### What you need to do
Copy the poster abstract below on opsin genes in fish genomes in full, word for word.

### Extract
:::::

Poster Presentation Society for Molecular Biology and Evolution Conference 2016

Rises and falls of opsin genes in 46 fish genomes and their implications for environmental adaptation (#416)

Jinn-Jy Lin 1 2 3 4 , Feng-Yu Wang 5 , Tzi-Yuan Wang 3 , Wen-Hsiung Li 1 3
  1. Institute of Molecular and Cellular Biology, National Tsing Hua University, Hsinchu, Taiwan
  2. Bioinformatics Program, Taiwan International Graduate Program, Institute of Information Science, Academia Sinica, Taipei, Taiwan
  3. Biodiversity Research Center, Academia Sinica, Taipei, Taiwan
  4. Academia Sinica, Taipei, TAIWAN, Taiwan
  5. Taiwan Ocean Research Institute, National Applied Research Laboratories, Kaohsiung, Taiwan

The composition and functionality of opsin genes in a fish affect its visual capabilities and adaption to its habitat. Previously not many fish genomes were available and the changes in opsin gene sequences and copy number during fish evolution could not be fully revealed. We analyzed 46 fish genomes to study the genomic organization and evolution of opsin genes. We found that each round of whole genome duplication (WGD) had a strong effect on the syntenic organization of opsin gene-bearing loci and different opsin gene families experienced different kinds of changes. The tandem duplication was the most frequent duplication event that changed the opsin gene copy number in lineage-specific manner. Finally, we examined the evolution of key tuning sites in opsins in relation to the visual adaptation of fishes to different habitats such as epipelagic or demersal. Our study provides a detailed view of evolutionary changes in tuning sites, copy number and synteny of opsin genes in fishes and sheds light on the role of opsin genes in fine-tuning fish’s adaptation to diverse aqueous environments.

:::::

### Extracted records
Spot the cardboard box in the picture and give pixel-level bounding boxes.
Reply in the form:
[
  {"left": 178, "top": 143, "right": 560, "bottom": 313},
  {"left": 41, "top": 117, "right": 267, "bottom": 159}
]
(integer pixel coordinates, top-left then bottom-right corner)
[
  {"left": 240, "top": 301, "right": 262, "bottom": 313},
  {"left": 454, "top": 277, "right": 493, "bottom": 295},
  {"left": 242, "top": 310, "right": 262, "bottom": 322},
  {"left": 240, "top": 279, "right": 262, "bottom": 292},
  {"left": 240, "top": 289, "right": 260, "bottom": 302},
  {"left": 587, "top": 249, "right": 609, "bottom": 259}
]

:::::

### Result for this exercise
Poster Presentation Society for Molecular Biology and Evolution Conference 2016

Rises and falls of opsin genes in 46 fish genomes and their implications for environmental adaptation (#416)

Jinn-Jy Lin 1 2 3 4 , Feng-Yu Wang 5 , Tzi-Yuan Wang 3 , Wen-Hsiung Li 1 3
  1. Institute of Molecular and Cellular Biology, National Tsing Hua University, Hsinchu, Taiwan
  2. Bioinformatics Program, Taiwan International Graduate Program, Institute of Information Science, Academia Sinica, Taipei, Taiwan
  3. Biodiversity Research Center, Academia Sinica, Taipei, Taiwan
  4. Academia Sinica, Taipei, TAIWAN, Taiwan
  5. Taiwan Ocean Research Institute, National Applied Research Laboratories, Kaohsiung, Taiwan

The composition and functionality of opsin genes in a fish affect its visual capabilities and adaption to its habitat. Previously not many fish genomes were available and the changes in opsin gene sequences and copy number during fish evolution could not be fully revealed. We analyzed 46 fish genomes to study the genomic organization and evolution of opsin genes. We found that each round of whole genome duplication (WGD) had a strong effect on the syntenic organization of opsin gene-bearing loci and different opsin gene families experienced different kinds of changes. The tandem duplication was the most frequent duplication event that changed the opsin gene copy number in lineage-specific manner. Finally, we examined the evolution of key tuning sites in opsins in relation to the visual adaptation of fishes to different habitats such as epipelagic or demersal. Our study provides a detailed view of evolutionary changes in tuning sites, copy number and synteny of opsin genes in fishes and sheds light on the role of opsin genes in fine-tuning fish’s adaptation to diverse aqueous environments.